• [Exercise goal]:
Copy each of the records below word for word, keeping every line in its original order.

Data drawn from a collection
——

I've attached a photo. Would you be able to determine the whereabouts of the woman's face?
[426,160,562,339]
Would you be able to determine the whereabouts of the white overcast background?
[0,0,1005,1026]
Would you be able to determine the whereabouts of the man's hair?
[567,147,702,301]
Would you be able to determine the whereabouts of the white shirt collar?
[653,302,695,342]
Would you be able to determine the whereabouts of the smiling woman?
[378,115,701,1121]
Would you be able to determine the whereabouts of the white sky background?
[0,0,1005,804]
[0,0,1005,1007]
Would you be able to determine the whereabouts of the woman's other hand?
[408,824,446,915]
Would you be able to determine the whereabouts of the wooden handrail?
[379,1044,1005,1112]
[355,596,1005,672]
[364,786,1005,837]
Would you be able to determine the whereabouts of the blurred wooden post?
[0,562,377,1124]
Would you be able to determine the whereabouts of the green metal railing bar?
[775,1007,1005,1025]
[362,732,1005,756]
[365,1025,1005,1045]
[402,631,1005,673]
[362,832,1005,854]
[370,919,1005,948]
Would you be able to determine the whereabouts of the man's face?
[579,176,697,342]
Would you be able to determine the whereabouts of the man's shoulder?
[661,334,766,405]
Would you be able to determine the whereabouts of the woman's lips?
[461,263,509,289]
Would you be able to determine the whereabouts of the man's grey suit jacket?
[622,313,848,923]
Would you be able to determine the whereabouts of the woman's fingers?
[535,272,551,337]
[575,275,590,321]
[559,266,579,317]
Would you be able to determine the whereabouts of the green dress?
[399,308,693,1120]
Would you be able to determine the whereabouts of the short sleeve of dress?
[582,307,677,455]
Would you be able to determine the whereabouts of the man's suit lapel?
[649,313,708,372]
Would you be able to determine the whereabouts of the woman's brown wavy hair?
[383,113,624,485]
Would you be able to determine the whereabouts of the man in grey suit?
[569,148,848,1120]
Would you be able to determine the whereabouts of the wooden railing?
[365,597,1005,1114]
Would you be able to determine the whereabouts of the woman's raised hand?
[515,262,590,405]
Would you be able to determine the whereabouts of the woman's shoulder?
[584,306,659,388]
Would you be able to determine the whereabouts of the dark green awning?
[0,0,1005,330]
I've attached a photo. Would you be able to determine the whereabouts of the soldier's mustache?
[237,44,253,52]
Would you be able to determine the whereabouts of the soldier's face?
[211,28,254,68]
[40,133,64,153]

——

• [Correct answer]:
I've attached a photo. Would you be able to determine the whereabouts of the woman's face?
[426,160,562,339]
Would you be able to determine the whereabouts of the white overcast background?
[0,0,1005,1026]
Would you be able to determine the whereabouts of the man's hair?
[567,147,702,301]
Would you be able to determine the whereabouts of the white shirt collar?
[653,302,695,342]
Would you be able to determine the whereabouts of the smiling woman?
[378,115,701,1121]
Would you be able to determine the whereabouts of the white sky background?
[0,0,1005,804]
[0,0,1005,1007]
Would you be able to determine the whereabouts of the woman's other hand?
[408,824,446,915]
Would you be able to determine the whereabouts of the wooden handrail?
[379,1044,1005,1112]
[355,596,1005,672]
[364,786,1005,837]
Would you be able to determine the whereabouts of the blurred wooden post?
[0,562,377,1124]
Would you be able to determine the whereabouts of the green metal railing bar?
[775,1007,1005,1025]
[362,732,1005,756]
[365,1025,1005,1045]
[402,631,1005,673]
[362,832,1005,854]
[370,919,1005,948]
Would you be able to determine the whereabouts of the man's face?
[579,176,697,342]
Would you be able to determine the whereabouts of the man's shoulder?
[661,334,766,405]
Would you be able to determine the whereabouts of the woman's lips?
[461,263,509,289]
Would you be able to determine the whereabouts of the man's grey suit jacket?
[622,313,848,923]
Would you be able to determine the whereabouts of the woman's fingers?
[535,272,551,337]
[575,275,590,321]
[559,266,579,317]
Would you be able to determine the whereabouts of the green dress?
[399,308,693,1120]
Would you be able to determine the whereabouts of the short sleeve of dress?
[582,307,677,455]
Would you be able to determine the whereabouts of the man's suit lapel?
[649,313,708,372]
Would you be able to determine the whereabouts of the woman's brown wavy hair?
[383,113,624,485]
Would you be able to determine the whereabouts of the man in grey suit?
[569,148,848,1120]
Would you be able to determine the whereabouts of the wooden railing?
[365,597,1005,1114]
Would you be able to determine the whereabouts of the woman's raised hand?
[515,262,590,405]
Would you be able to determine the whereabouts of the woman's shoulder?
[584,306,659,388]
Would you be able to determine the whereabouts of the dark green awning?
[0,0,1005,330]
I've attached a photo. Would you be able to determine the whereabouts of the soldier's mustache?
[237,44,253,52]
Would you be able to determine the whereabouts of the soldier's face?
[211,28,254,68]
[40,133,64,153]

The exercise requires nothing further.